→ Items listed in a dataset

-- Opening Marker --

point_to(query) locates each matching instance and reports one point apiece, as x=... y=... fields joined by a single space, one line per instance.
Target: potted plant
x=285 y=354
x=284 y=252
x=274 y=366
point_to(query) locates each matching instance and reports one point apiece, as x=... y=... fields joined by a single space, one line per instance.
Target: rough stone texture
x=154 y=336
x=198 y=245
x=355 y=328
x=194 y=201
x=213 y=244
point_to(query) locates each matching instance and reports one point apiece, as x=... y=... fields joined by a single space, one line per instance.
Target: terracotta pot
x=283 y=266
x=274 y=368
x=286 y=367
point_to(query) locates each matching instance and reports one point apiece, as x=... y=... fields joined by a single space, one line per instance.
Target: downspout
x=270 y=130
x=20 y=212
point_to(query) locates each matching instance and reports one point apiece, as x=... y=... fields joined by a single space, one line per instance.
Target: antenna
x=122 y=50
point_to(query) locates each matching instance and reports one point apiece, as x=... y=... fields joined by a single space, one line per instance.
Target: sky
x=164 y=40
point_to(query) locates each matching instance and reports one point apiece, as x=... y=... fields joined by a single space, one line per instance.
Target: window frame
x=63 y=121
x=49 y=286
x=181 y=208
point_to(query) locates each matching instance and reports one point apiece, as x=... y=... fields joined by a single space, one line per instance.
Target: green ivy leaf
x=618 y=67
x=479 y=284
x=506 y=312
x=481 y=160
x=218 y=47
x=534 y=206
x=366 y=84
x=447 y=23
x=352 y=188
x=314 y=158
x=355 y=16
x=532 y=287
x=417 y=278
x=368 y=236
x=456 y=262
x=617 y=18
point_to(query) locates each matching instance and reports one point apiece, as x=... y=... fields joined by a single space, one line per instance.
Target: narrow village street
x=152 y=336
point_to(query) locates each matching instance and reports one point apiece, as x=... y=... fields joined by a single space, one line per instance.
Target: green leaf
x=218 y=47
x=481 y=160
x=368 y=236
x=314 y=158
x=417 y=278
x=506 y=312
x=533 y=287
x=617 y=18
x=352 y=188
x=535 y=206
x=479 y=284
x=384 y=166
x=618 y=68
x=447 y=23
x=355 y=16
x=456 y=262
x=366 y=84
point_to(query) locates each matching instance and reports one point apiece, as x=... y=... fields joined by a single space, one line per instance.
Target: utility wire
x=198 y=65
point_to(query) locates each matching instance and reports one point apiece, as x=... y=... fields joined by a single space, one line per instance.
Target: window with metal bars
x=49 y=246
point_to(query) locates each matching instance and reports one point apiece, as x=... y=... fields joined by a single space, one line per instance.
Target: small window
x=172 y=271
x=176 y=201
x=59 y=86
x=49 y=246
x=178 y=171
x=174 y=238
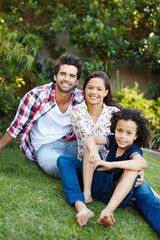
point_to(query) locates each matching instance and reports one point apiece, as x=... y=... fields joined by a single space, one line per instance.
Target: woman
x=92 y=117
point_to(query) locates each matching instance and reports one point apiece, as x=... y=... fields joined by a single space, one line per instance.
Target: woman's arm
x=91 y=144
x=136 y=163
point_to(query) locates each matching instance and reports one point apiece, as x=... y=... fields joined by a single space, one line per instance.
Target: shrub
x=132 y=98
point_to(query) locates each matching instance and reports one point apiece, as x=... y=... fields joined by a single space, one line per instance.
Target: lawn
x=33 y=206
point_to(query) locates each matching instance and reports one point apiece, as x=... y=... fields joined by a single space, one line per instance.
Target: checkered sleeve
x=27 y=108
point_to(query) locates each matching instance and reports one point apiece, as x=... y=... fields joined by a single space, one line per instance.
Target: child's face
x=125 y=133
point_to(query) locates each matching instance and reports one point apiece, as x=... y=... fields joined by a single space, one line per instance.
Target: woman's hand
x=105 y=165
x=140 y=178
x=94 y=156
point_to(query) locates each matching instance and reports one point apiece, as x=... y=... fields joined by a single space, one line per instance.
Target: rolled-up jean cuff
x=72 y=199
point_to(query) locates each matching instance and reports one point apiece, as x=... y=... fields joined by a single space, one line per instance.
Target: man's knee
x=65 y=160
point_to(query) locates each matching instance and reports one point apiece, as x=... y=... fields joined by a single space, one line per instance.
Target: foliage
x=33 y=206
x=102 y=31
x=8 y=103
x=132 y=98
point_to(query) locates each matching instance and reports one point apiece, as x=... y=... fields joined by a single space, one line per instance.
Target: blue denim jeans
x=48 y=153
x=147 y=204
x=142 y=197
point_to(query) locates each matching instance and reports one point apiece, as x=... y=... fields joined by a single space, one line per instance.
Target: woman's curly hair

-- Closing Marker --
-- Opening Marker --

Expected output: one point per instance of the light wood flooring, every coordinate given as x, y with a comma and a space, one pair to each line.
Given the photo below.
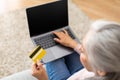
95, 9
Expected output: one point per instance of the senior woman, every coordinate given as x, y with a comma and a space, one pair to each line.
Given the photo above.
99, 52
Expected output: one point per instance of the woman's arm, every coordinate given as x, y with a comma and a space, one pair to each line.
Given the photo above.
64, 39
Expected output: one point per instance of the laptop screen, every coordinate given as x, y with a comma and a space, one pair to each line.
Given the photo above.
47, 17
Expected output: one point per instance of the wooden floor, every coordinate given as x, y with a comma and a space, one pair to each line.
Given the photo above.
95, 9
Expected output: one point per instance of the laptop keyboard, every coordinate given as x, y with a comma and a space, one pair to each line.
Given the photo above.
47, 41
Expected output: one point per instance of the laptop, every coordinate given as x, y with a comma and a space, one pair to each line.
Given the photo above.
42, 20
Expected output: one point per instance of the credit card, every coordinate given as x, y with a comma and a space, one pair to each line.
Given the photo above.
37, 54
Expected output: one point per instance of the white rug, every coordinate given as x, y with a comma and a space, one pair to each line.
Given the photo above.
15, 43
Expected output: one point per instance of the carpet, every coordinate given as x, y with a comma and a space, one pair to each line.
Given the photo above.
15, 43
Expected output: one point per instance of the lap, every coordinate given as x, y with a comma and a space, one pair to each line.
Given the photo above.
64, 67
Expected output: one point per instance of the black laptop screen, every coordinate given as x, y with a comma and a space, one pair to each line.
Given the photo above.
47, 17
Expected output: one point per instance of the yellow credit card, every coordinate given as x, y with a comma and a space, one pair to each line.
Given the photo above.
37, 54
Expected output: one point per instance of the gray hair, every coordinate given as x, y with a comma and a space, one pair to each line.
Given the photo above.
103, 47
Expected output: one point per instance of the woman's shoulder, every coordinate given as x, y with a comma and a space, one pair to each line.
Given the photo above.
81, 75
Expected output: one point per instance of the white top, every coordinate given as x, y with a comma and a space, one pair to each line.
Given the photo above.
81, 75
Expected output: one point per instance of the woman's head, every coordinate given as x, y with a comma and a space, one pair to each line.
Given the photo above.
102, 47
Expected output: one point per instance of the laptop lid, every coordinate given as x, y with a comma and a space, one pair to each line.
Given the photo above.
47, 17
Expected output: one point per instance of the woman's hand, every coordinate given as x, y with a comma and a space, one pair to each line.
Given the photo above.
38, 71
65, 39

-- Closing Marker --
-- Opening Marker --

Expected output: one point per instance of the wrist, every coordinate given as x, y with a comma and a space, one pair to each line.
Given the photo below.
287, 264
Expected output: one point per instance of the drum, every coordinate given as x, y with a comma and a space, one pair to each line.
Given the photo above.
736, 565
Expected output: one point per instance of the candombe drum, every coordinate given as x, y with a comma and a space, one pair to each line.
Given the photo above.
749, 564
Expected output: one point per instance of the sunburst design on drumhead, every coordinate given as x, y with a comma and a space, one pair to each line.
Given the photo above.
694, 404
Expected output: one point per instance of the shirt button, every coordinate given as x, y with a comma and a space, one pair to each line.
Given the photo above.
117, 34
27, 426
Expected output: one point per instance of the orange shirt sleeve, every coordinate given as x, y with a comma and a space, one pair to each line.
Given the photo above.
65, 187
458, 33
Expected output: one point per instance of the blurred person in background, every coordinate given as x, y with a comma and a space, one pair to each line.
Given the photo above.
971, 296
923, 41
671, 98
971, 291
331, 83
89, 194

-- Closing Marker --

→ Assignment
In the data above, each line holding "laptop" is to be found and copied.

→ Written solution
Expected output: one point per instance of the laptop screen, every coordinate given as x, y with a comma and a space, one pair to each line.
Expected output: one point per instance of the laptop keyboard, every coordinate given as x, y with a comma and a space, one pair to each line.
Expected output: one point per instance of the laptop, every coordinate given as x, y with a comma and a space, one pair to each line.
Expected output: one point per instance of the black laptop screen, every coordinate given as x, y with a comma and a space, one pair to each line.
Expected output: one point per instance of the laptop lid, every coordinate given as x, y with a comma and a space, one pair to each line.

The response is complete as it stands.